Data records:

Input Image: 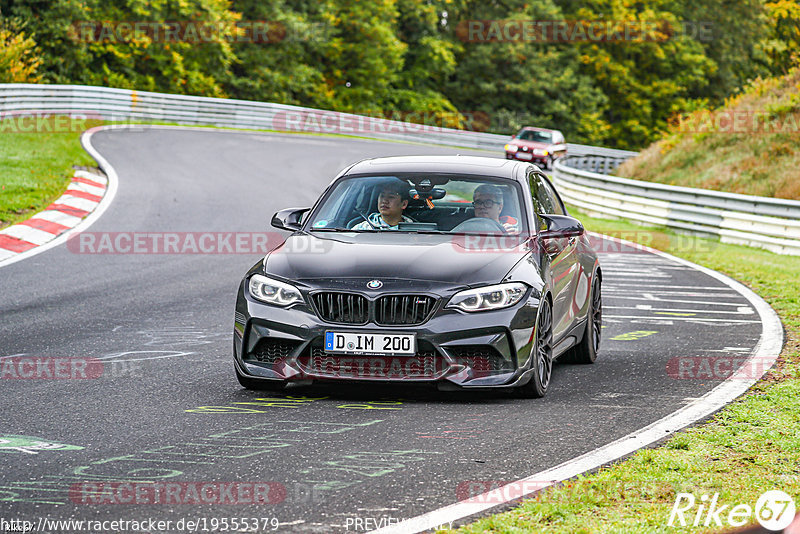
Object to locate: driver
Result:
[472,184,519,234]
[352,180,414,230]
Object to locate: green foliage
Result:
[0,27,42,83]
[0,0,800,148]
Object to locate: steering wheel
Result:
[450,217,506,234]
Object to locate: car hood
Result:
[264,231,528,287]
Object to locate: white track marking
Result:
[372,232,783,534]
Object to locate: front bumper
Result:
[234,284,539,389]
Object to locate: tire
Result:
[563,274,603,364]
[518,300,553,398]
[234,364,286,391]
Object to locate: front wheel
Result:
[519,300,553,398]
[564,274,603,364]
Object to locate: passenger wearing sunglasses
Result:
[472,184,519,234]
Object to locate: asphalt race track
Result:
[0,130,761,532]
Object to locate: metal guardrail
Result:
[553,156,800,255]
[0,84,635,156]
[0,84,800,254]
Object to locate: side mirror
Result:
[272,208,311,232]
[539,215,585,239]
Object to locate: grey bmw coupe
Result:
[233,156,602,397]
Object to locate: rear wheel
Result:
[564,274,603,364]
[519,300,553,398]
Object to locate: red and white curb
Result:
[0,127,117,267]
[0,171,108,262]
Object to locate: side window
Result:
[540,177,567,215]
[528,172,555,214]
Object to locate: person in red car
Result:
[472,184,519,234]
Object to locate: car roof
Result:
[345,156,524,180]
[520,126,561,133]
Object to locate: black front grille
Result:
[375,295,436,325]
[447,345,513,372]
[311,291,369,324]
[247,337,300,363]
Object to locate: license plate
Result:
[325,332,417,355]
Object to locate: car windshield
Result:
[306,173,527,235]
[517,130,553,143]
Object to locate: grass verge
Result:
[0,121,489,229]
[459,208,800,534]
[0,124,95,228]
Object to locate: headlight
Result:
[248,274,303,307]
[447,282,528,311]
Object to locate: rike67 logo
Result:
[667,490,795,531]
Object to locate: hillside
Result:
[614,69,800,200]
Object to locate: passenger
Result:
[352,180,414,230]
[472,184,519,234]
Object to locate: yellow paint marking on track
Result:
[611,330,658,341]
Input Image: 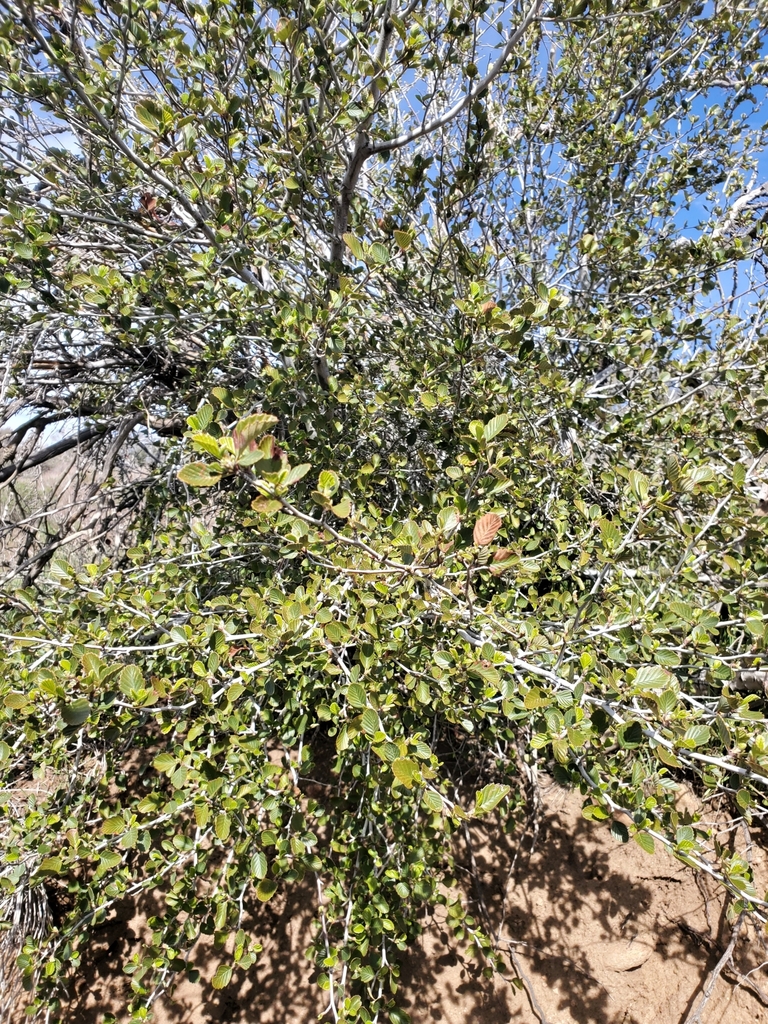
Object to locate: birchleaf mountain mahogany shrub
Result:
[0,0,768,1024]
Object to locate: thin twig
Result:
[683,910,746,1024]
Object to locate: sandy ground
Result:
[24,784,768,1024]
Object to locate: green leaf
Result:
[635,665,675,690]
[211,964,232,989]
[153,754,176,775]
[61,697,91,726]
[3,690,29,717]
[331,497,352,519]
[683,725,710,748]
[348,684,368,708]
[362,708,380,736]
[317,469,339,498]
[368,242,389,265]
[226,683,246,703]
[232,413,278,452]
[344,232,366,262]
[482,413,509,441]
[256,879,278,903]
[278,462,312,485]
[251,850,267,879]
[616,722,643,751]
[474,782,510,817]
[391,758,419,790]
[133,102,163,132]
[176,462,222,487]
[610,820,630,843]
[633,831,656,853]
[118,665,144,697]
[38,857,63,874]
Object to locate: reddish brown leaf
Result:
[472,512,502,548]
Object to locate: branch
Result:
[683,910,746,1024]
[0,425,110,483]
[371,0,544,156]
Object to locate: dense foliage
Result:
[0,0,768,1024]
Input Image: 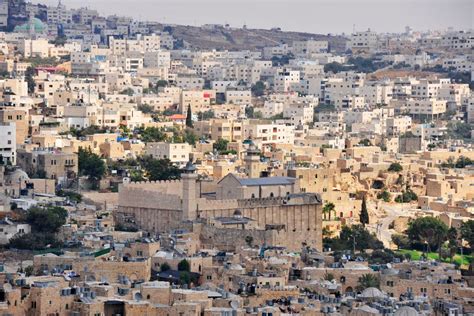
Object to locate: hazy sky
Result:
[34,0,474,34]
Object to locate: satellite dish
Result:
[230,301,239,310]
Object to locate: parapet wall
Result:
[118,186,181,211]
[119,180,183,196]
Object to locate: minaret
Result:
[181,160,197,221]
[244,141,261,178]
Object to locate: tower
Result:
[244,142,261,178]
[181,160,197,221]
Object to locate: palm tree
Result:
[323,202,336,220]
[357,273,380,291]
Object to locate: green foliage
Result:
[324,225,383,251]
[460,219,474,248]
[392,234,411,249]
[186,104,193,128]
[250,81,265,97]
[359,196,369,226]
[212,138,229,153]
[178,259,191,272]
[395,189,418,203]
[78,147,106,181]
[140,127,167,143]
[323,272,334,282]
[183,130,198,146]
[56,190,82,203]
[26,206,67,234]
[407,217,448,250]
[160,262,171,272]
[377,190,392,202]
[357,273,380,291]
[323,202,336,220]
[387,162,403,172]
[9,232,61,250]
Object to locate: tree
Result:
[250,81,265,97]
[183,130,198,146]
[144,158,181,181]
[407,217,448,257]
[359,196,369,226]
[160,262,171,272]
[245,236,253,247]
[25,67,36,93]
[186,104,193,128]
[392,234,410,249]
[140,127,168,143]
[323,202,336,220]
[26,206,67,233]
[324,225,383,251]
[212,138,229,152]
[387,162,403,172]
[357,273,380,291]
[178,259,191,272]
[78,147,105,181]
[461,219,474,248]
[377,190,392,202]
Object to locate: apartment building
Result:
[17,148,78,185]
[243,120,295,144]
[145,142,192,163]
[0,107,29,144]
[225,90,252,105]
[0,123,16,165]
[349,29,377,52]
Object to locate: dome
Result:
[394,306,420,316]
[360,287,385,298]
[234,210,242,218]
[14,18,46,33]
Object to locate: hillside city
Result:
[0,0,474,316]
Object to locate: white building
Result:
[145,142,191,163]
[0,123,16,165]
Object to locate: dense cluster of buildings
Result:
[0,0,474,316]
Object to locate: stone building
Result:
[115,163,322,250]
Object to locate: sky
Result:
[33,0,474,34]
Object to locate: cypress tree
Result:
[360,196,369,226]
[186,104,193,127]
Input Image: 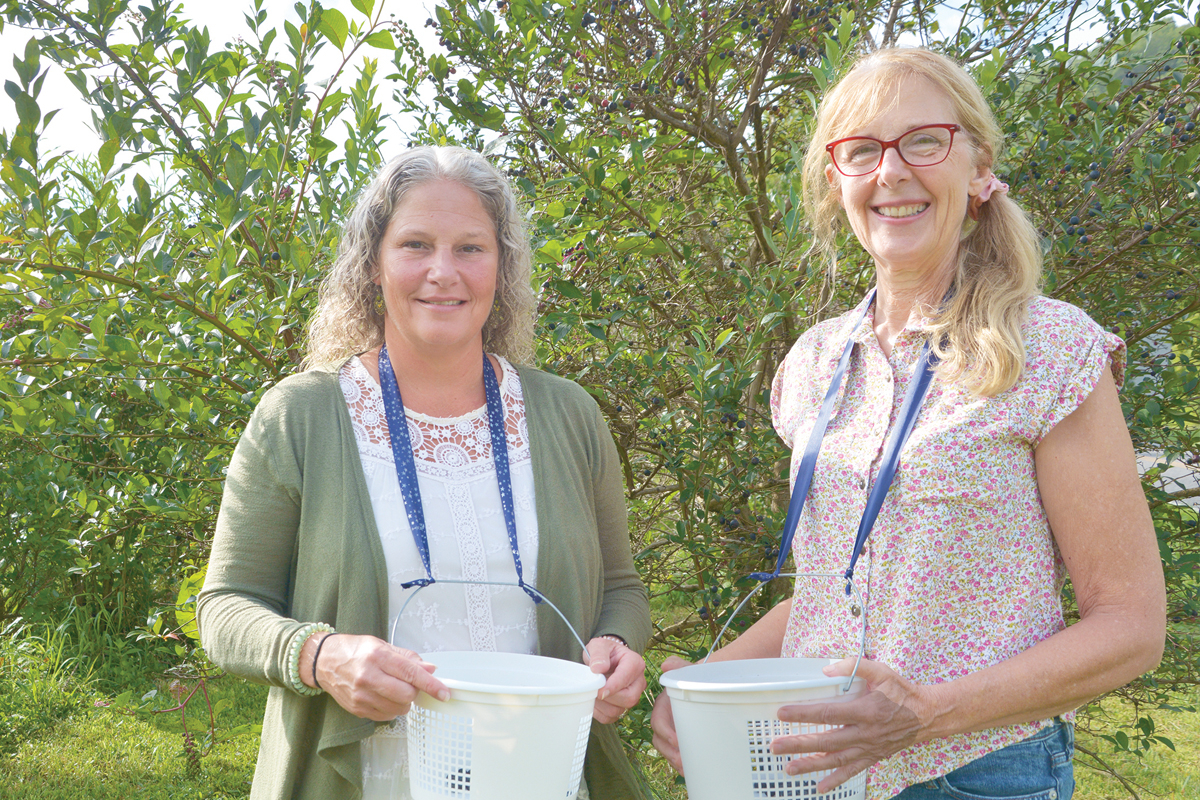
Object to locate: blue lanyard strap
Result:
[379,344,541,603]
[750,289,937,595]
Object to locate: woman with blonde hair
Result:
[197,148,650,800]
[653,48,1165,800]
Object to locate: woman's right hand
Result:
[300,633,450,722]
[650,656,691,775]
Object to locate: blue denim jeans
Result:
[893,720,1075,800]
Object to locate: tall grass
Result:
[0,619,92,756]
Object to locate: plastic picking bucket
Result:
[408,652,604,800]
[661,658,866,800]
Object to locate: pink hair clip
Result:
[967,173,1008,219]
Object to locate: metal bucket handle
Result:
[700,572,866,694]
[388,578,595,663]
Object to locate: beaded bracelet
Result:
[287,622,334,697]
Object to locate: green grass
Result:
[0,631,266,800]
[1075,688,1200,800]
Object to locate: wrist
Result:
[913,684,960,741]
[286,622,334,697]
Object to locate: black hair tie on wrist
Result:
[312,632,337,691]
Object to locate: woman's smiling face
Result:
[376,180,499,356]
[826,77,990,282]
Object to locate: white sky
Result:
[0,0,1113,160]
[0,0,442,154]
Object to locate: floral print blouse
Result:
[770,291,1124,800]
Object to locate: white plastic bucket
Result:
[661,658,866,800]
[408,652,604,800]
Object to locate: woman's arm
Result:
[197,390,446,721]
[587,408,650,723]
[773,371,1166,792]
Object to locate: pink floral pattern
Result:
[770,297,1124,800]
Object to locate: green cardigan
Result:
[197,365,650,800]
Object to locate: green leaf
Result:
[365,30,396,50]
[317,8,350,50]
[14,92,42,131]
[96,138,121,175]
[430,54,450,80]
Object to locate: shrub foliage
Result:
[0,0,1200,777]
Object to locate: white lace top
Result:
[338,357,538,800]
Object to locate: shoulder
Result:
[1021,296,1126,389]
[780,308,860,374]
[251,362,344,438]
[1024,295,1103,341]
[516,366,599,411]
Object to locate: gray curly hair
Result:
[304,148,536,368]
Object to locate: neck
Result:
[362,341,500,416]
[875,263,954,355]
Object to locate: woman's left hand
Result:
[770,658,935,793]
[583,636,646,723]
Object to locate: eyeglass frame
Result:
[826,122,962,178]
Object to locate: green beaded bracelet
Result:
[288,622,334,697]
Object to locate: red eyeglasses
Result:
[826,122,962,178]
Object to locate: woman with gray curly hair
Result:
[198,148,650,800]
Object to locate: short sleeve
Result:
[1022,297,1126,443]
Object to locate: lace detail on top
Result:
[338,357,538,800]
[340,356,529,480]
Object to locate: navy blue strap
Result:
[379,344,541,603]
[750,289,937,595]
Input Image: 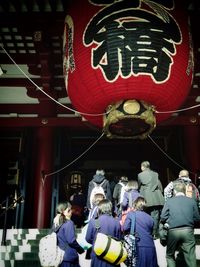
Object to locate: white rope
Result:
[1,46,110,117]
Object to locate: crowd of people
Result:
[50,161,200,267]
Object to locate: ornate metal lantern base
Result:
[104,99,156,139]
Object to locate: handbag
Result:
[76,223,92,250]
[120,192,134,230]
[158,222,169,247]
[124,212,137,267]
[94,220,127,265]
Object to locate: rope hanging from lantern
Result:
[0,45,200,117]
[42,133,104,183]
[0,45,110,117]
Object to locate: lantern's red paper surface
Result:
[64,0,193,127]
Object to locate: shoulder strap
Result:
[95,218,100,232]
[130,212,136,235]
[128,192,133,208]
[92,181,97,186]
[100,179,106,186]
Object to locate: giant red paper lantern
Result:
[64,0,193,139]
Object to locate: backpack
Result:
[38,226,65,267]
[90,180,106,208]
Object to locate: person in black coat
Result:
[138,161,165,238]
[160,182,200,267]
[53,202,84,267]
[86,170,112,210]
[86,199,122,267]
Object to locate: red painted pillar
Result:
[184,125,200,183]
[33,126,54,228]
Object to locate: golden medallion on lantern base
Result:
[104,99,156,139]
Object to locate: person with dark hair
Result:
[160,182,200,267]
[138,161,165,238]
[122,180,141,214]
[123,196,158,267]
[113,176,128,216]
[86,169,112,210]
[164,172,200,210]
[53,202,84,267]
[86,199,121,267]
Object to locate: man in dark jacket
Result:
[87,170,112,210]
[138,161,165,238]
[164,169,200,209]
[160,182,200,267]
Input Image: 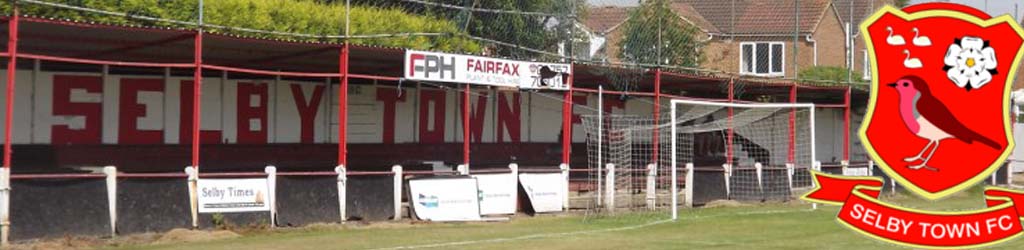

Your objective
Rewrite the stretch from the start of the material through the line containing "[264,231,528,287]", swapping "car hood" for "engine cover" and leaving everything else unchanged. Leave the pictures out of your answer.

Exercise solution
Input Image: 
Object to locate: driver
Result:
[472,184,519,234]
[352,180,414,230]
Object to locate: green foliage
Result:
[0,27,42,83]
[0,0,800,148]
Object to locate: steering wheel
Result:
[450,217,506,234]
Object to locate: engine cover
Result:
[264,231,528,287]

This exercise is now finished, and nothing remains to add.